### TASK TO COMPLETE
The records should be repeated word for word, pictures excluded.

#### GIVEN RECORDS ####

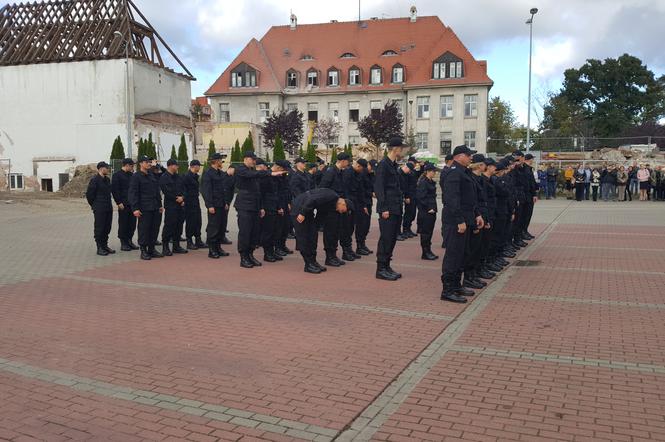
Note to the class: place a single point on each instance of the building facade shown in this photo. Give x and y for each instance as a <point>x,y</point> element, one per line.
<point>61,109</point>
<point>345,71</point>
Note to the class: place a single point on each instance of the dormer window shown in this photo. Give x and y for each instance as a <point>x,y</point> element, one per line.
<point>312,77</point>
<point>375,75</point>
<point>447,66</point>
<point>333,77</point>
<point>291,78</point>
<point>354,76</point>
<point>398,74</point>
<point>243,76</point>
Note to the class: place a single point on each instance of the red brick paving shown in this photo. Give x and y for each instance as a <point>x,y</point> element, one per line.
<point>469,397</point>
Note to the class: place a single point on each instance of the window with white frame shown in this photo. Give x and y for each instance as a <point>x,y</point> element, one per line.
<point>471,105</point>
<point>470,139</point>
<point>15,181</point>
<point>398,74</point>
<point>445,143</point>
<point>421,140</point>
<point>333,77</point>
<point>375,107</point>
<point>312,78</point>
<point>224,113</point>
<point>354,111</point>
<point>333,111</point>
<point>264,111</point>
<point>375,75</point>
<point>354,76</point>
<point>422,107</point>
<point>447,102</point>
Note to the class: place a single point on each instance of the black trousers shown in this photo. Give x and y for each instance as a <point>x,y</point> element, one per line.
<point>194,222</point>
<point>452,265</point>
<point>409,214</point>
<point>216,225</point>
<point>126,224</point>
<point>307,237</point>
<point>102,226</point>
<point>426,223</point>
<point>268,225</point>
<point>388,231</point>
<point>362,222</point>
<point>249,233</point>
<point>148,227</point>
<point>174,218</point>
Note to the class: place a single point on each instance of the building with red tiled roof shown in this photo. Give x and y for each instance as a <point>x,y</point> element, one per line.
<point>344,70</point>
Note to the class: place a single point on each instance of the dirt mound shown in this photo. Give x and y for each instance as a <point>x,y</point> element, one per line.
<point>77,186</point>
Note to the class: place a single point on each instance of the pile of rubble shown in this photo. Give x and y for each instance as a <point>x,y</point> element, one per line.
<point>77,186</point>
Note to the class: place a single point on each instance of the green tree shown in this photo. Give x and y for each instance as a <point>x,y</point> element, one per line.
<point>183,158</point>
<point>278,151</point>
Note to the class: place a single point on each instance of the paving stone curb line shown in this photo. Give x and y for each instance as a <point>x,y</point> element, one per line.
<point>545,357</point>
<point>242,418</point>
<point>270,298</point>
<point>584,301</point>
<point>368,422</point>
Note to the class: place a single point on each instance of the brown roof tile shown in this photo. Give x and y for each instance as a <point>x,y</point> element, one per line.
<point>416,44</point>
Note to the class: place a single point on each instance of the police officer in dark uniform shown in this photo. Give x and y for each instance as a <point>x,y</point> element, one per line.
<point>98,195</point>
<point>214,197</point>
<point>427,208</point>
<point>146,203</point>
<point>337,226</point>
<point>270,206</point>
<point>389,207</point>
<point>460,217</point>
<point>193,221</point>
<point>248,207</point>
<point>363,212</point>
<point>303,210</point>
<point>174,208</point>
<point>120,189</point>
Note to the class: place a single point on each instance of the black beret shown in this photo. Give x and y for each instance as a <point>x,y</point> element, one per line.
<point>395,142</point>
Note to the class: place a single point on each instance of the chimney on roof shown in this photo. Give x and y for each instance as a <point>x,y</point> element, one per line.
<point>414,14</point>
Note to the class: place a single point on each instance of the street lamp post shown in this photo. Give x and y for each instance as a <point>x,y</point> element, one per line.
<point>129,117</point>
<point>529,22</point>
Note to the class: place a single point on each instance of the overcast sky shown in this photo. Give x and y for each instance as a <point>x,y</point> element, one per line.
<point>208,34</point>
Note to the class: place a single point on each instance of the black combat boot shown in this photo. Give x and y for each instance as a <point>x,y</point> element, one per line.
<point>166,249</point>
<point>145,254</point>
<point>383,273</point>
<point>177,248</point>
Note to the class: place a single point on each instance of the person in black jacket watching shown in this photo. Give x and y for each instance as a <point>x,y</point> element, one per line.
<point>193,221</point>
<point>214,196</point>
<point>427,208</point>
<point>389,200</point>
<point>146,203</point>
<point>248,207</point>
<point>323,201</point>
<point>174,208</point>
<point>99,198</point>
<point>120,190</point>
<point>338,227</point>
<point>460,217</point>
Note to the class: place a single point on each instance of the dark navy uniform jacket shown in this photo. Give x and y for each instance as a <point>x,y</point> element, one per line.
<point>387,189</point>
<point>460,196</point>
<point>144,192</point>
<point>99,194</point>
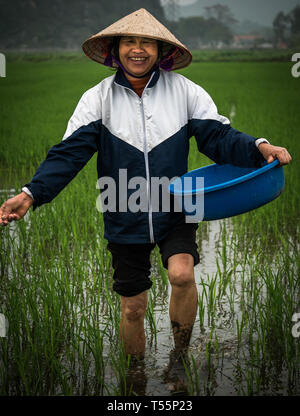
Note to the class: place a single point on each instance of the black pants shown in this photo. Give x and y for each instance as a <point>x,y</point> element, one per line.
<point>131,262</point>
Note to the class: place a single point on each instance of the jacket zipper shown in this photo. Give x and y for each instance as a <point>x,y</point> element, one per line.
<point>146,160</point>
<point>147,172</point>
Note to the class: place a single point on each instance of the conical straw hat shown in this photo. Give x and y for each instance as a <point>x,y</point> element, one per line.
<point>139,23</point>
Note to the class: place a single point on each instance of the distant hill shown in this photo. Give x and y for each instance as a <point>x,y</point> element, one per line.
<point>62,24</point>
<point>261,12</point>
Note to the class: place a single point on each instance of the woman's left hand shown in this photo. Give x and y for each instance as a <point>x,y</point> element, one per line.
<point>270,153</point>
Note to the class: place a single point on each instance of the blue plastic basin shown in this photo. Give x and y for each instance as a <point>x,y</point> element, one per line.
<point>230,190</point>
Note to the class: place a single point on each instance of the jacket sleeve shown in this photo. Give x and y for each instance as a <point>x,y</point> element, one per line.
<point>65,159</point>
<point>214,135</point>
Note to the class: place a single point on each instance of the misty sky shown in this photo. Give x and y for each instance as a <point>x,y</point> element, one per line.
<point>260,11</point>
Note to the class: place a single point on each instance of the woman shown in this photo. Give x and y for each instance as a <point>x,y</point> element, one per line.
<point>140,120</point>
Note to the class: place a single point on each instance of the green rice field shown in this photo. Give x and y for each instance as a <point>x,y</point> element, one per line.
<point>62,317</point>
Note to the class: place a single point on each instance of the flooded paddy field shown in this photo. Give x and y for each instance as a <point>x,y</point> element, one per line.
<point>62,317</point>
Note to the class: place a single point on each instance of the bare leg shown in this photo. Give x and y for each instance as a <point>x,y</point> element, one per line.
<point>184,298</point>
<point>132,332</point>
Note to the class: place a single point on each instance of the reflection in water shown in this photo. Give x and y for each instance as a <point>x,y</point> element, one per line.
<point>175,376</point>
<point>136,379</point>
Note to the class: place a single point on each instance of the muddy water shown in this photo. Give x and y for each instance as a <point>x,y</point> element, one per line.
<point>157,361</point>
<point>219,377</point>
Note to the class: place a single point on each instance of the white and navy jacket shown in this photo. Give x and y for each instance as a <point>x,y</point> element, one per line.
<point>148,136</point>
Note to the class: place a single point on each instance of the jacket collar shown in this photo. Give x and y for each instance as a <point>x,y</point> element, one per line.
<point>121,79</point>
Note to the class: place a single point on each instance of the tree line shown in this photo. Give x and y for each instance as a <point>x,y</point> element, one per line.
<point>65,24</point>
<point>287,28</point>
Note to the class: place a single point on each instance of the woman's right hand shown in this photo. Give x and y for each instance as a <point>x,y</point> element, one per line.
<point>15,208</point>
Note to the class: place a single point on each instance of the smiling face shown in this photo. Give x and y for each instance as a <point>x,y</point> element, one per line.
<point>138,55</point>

####

### ANSWER SPACE
Note to the class: place a single point on each instance of the building facade shown in this photo. Give x and y for each instance as a <point>x,y</point> element, one per line.
<point>61,109</point>
<point>345,71</point>
Note to the class: place a single point on each instance of the dormer window shown in this photo. Give x and y for each instance as a <point>x,y</point> element, one per line.
<point>312,77</point>
<point>375,75</point>
<point>447,66</point>
<point>333,77</point>
<point>291,78</point>
<point>354,76</point>
<point>398,74</point>
<point>243,76</point>
Note to the class: place a single point on each instance of the red brick paving shown in this photo. Give x and y for each instance as a <point>x,y</point> element, one per line.
<point>469,397</point>
Note to the class: place a single point on each instance of the window with white frame shown in this photo. Give x and y for each instance as a <point>x,y</point> element, one per line.
<point>471,105</point>
<point>470,139</point>
<point>15,181</point>
<point>398,74</point>
<point>445,143</point>
<point>421,140</point>
<point>333,77</point>
<point>375,107</point>
<point>312,78</point>
<point>224,113</point>
<point>354,111</point>
<point>333,111</point>
<point>264,111</point>
<point>375,75</point>
<point>354,76</point>
<point>422,107</point>
<point>447,102</point>
Note to the class: place a single point on each instance of the black trousers shown in this photo. Give x and y for each instance as a <point>x,y</point> element, one per line.
<point>194,222</point>
<point>452,265</point>
<point>409,214</point>
<point>216,225</point>
<point>126,224</point>
<point>307,237</point>
<point>102,226</point>
<point>426,223</point>
<point>268,225</point>
<point>388,231</point>
<point>362,222</point>
<point>249,233</point>
<point>148,227</point>
<point>174,218</point>
Note to the class: place a single point on each instance of the building with red tiled roof shown in this photo. Give x and y for each instance as a <point>x,y</point> element, one per line.
<point>344,70</point>
Note to the class: place a single point on each instance of the dirt mound shown in this photo. Give x and y for each instance as a <point>x,y</point> element, one per line.
<point>77,186</point>
Note to the class: place a single point on each instance of the pile of rubble shown in this photo. Give x and y for each instance as a <point>x,y</point> element, one per line.
<point>77,186</point>
Note to the class: place a single point on each instance of the green tree shown in this photo. Give x and y for each instance as a <point>x,y</point> element, one per line.
<point>183,158</point>
<point>278,151</point>
Note to the class: place a single point on each instance of the paving stone curb line shown in this photo. Give x and y for each instance as a <point>x,y</point> element, one per line.
<point>545,357</point>
<point>242,418</point>
<point>270,298</point>
<point>584,301</point>
<point>368,422</point>
Note to the class: place a single point on each instance of the brown roof tile shown in this photo. Give x and y for each instance as a <point>x,y</point> element, one per line.
<point>416,44</point>
Note to the class: place a single point on each instance of the police officer in dark uniform shown in this photo. Give x and y for each instance as a <point>x,y</point> element, one per line.
<point>98,195</point>
<point>214,197</point>
<point>427,208</point>
<point>146,203</point>
<point>337,226</point>
<point>270,206</point>
<point>389,207</point>
<point>460,217</point>
<point>193,221</point>
<point>248,207</point>
<point>363,212</point>
<point>303,210</point>
<point>174,208</point>
<point>120,189</point>
Note to the class: place a single point on each instance of the black beret shown in this photo. Give x and y for each instance as a <point>x,y</point> element, one per line.
<point>395,142</point>
Note to the class: place a single point on each instance of the chimney on roof shown in this photo. Give x and y for each instance as a <point>x,y</point> element, one per line.
<point>414,14</point>
Note to the class: place a single point on each instance of the street lamp post shown in this photo. Give x and y for each instance as a <point>x,y</point> element, one per line.
<point>129,117</point>
<point>529,22</point>
Note to the class: place a single point on each instance of the overcast sky shown in this photo. Give x and y for each instance as a <point>x,y</point> element, one per line.
<point>208,34</point>
Note to the class: place a single point on each instance of the black combat boot shown in this photo. Give x and y for each instance as a <point>x,y</point> element, one per line.
<point>166,249</point>
<point>145,254</point>
<point>383,273</point>
<point>177,248</point>
Note to the class: place a single point on each instance of the person in black jacket watching shown in this photo. Give x and y for each instance as a <point>x,y</point> element, one per line.
<point>193,221</point>
<point>214,196</point>
<point>427,208</point>
<point>389,200</point>
<point>146,203</point>
<point>248,207</point>
<point>323,201</point>
<point>174,208</point>
<point>99,198</point>
<point>120,190</point>
<point>338,227</point>
<point>460,217</point>
Note to the class: place a single point on each instance of the dark navy uniform jacket shown in this photo. Give x and y for each instance as a <point>x,y</point> element, one per line.
<point>387,189</point>
<point>460,196</point>
<point>144,192</point>
<point>99,194</point>
Note to the class: place a single point on each instance of the black pants shown in this photo. Give x and y for each instance as a <point>x,y</point> element, one per line.
<point>131,262</point>
Note to the class: place a single point on each instance of the jacket zipper shown in this photo. Give x and y for each instance as a <point>x,y</point> element, one per line.
<point>146,160</point>
<point>147,172</point>
Note to the class: place a single point on each instance of the conical straw hat shown in this photo. Give x and y for each instance as a <point>x,y</point> element, one per line.
<point>139,23</point>
Note to the class: place a single point on each instance of the distant hill shown in this photo. Give x and y for each instance as a <point>x,y</point> element, one per line.
<point>62,24</point>
<point>261,12</point>
Note to the class: place a single point on each instance of the woman's left hand shown in this photo. Give x and y for each instance as a <point>x,y</point> element, one per line.
<point>270,153</point>
Note to the class: place a single point on each instance of the blue plastic basin shown in this photo. Give x and y for each instance as a <point>x,y</point> element, one per line.
<point>230,190</point>
Note to the class: place a single point on each instance of the jacket sleeve shown in this photo. Give x and y for each instance as a <point>x,y</point> element, one per line.
<point>65,159</point>
<point>214,135</point>
Note to the class: place a single point on each instance of the misty sky shown in this photo. Give x and y for each instance as a <point>x,y</point> element, one per line.
<point>260,11</point>
Note to the class: place a single point on each instance of the woman shown in this photo. Give x and y for each instance as a <point>x,y</point> element, one per line.
<point>140,120</point>
Note to the class: place a single point on each instance of the green rice field shown in this photo. Give x and y for each instance as a <point>x,y</point> element, one per line.
<point>62,317</point>
Note to the class: place a single point on each instance of the flooded paddy field shown in this photo. Give x and y for each instance as a <point>x,y</point> element, one per line.
<point>62,317</point>
Note to the class: place a single point on each instance of the bare leg shown in this photo. Give x and y for each instance as a <point>x,y</point> element, one per line.
<point>184,298</point>
<point>132,332</point>
Note to the class: place a single point on each instance of the reflection in water shown in this photo. Give x and y for each instance as a <point>x,y</point> element, one per line.
<point>175,376</point>
<point>136,379</point>
Note to the class: place a single point on each instance of the muddy water shown in this photo. Give x and y for each instance as a <point>x,y</point> element, one per line.
<point>157,361</point>
<point>219,377</point>
Note to the class: place a single point on each instance of the white and navy jacket shown in this photo. Give x and y for each instance as a <point>x,y</point> element, one per line.
<point>148,136</point>
Note to the class: place a single point on each instance of the jacket collar shown in this photo. Give x and y for each instance as a <point>x,y</point> element, one per line.
<point>121,79</point>
Note to the class: place a single point on each instance of the tree line shown in this photo. Give x and y for each instance as a <point>x,y</point> element, one per line.
<point>65,24</point>
<point>287,28</point>
Note to the class: place a single point on each instance of the woman's right hand shown in this photo. Give x and y for each instance as a <point>x,y</point> element, one per line.
<point>15,208</point>
Note to the class: place a single point on each instance of the smiling face shown in this photo. Give x and y for each instance as a <point>x,y</point> element, one per line.
<point>138,55</point>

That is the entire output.